**Vorliegender Text**
- - -

Sein Institut war als einziges in Deutschland an der Studie beteiligt, die jetzt im "New England Journal of Medicine" erschienen ist. Sie ist die weltweit bisher umfangreichste Untersuchung der endemischen Erkrankung, die 300 Millionen Patienten weltweit befällt und jedes Jahr rund 650.000 Menschenleben fordert.

Trotz des noch bescheidenen Zugewinns von 31 Prozent der Säuglinge im Alter von 6 bis 12 Wochen stellt diese Studie höchstwahrscheinlich einen Wendepunkt in der Bekämpfung der Malaria dar, denn bisher gab es noch keinen wirksamen Impfstoff gegen diese in den Tropen weit verbreitete Erkrankung. Beteiligt an den Forschungsarbeiten sind elf afrikanische Forschungszentren in sieben afrikanischen Ländern. Finanzielle Zuschüsse kamen vom Pharmakonzern Glaxo Smith Kline, der Path Malaria Vaccine Initiative sowie der Bill und Melinda Gates-Stiftung.

Wurde der Malaria-Impfstoff zur gleichen Zeit wie in diesem Alter übliche Impf-Seren verabreicht, betrug die Wirksamkeit von RTS,S gegen klinische oder schwere Malaria 31 Prozent beziehungsweise nach der dritten Impfung 37 Prozent. Geimpft wurde im Abstand von einem Monat. Die Beobachtungszeit betrug ein volles Jahr. 86 Prozent der Versuchspersonen benutzten auch Insekten-abtötende Betten.

- - -

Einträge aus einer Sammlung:
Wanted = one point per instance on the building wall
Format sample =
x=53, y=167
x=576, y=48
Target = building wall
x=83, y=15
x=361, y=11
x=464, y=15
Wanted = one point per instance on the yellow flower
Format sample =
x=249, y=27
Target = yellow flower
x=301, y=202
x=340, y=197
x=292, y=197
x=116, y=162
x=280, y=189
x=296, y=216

- - -

**Zu bearbeitende Aufgaben**
A: Wie viele Menschenleben fordert die Erkrankung laut dem Text über die Malaria-Impfstudie jedes Jahr?
B: Prüfe anhand des Textes über die Malaria-Impfstudie, ob die folgenden Aussagen zutreffen: (i) Geimpft wurde im Abstand von einem Monat. (ii) An den Forschungsarbeiten waren zwölf afrikanische Forschungszentren beteiligt. (iii) Die Beobachtungszeit betrug ein halbes Jahr.
C: Setze den Text über die Malaria-Impfstudie im Anschluss an seinen letzten Satz fort.

**Nummerierte Lösungen**
A: Rund 650.000 Menschenleben.

B:
(i) Ja: „Geimpft wurde im Abstand von einem Monat.“
(ii) Nein: „Beteiligt an den Forschungsarbeiten sind elf afrikanische Forschungszentren in sieben afrikanischen Ländern.“
(iii) Nein: „Die Beobachtungszeit betrug ein volles Jahr.“

C:
Dass der neue Wirkstoff wirksam ist, zeigte bereits die Studie vom letzten Jahr, als Kinder im Alter von 5 bis 17 Monaten gegen klinische Malaria zu 55 Prozent und gegen die schwere Verlaufsform zu 47 Prozent geschützt werden konnten.

Abdullah Salim, einer der Studienleiter vom Ifakara Health Institute, Tansania, erklärte: "Die Studie zeigt, dass RTS,S helfen kann, Kleinkinder vor Malaria zu schützen. Es ist auch gut zu wissen, dass dieser Schutz zusätzlich zur Benutzung von Betten mit Moskitoschutz gewährt wird." Abdullah zeigte sich erfreut über die Fortschritte, verwies aber auch auf die hunderttausenden Toten, die Malaria jedes Jahr fordert, insbesondere Kinder unter fünf Jahren in den Regionen unterhalb der Sahara.

Schwere Nebenwirkungen traten bei RTS,S nicht häufiger als zuvor auf, leichtere Nebenwirkungen bei den Einstich-Stellen sogar seltener. Nur Fieber gab es nach RTS,S-Impfungen vermehrt (30,6 Prozent gegenüber 21,1 Prozent bei anderen Vakzinen).

Freude bei Mäzen Bill Gates

Auch US-Milliardär und Mäzen Bill Gates zeigte sich erfreut. Auch wenn die Wirksamkeit von RTS,S geringer sei als erhofft, so bleibe es ein erheblicher Fortschritt. Man müsse die Forschungsanstrengungen weiter fortsetzen und "herausfinden, ob und wie wir diesen Impfstoff einsetzen können". Darüber wird der Abschluss der Medikamentenstudie im nächsten Jahr weitere Informationen liefern. Im übernächsten Jahr soll es mehr Daten zum 30-Monate-Verlauf nach Verabreichung der dritten Dosis geben sowie die Ergebnisse einer Auffrischungsdosis, die zum Jahresende 2014 verfügbar sein soll.

Glaxo Smith Kline und Malaria Vaccine Initiative teilten bereits im Jahr 2010 mit, dass sie den neuen Impfstoff zum Selbstkostenpreis plus fünf Prozent für weiterführende Forschungs- und Entwicklungsarbeiten an die Patienten abgeben wollen.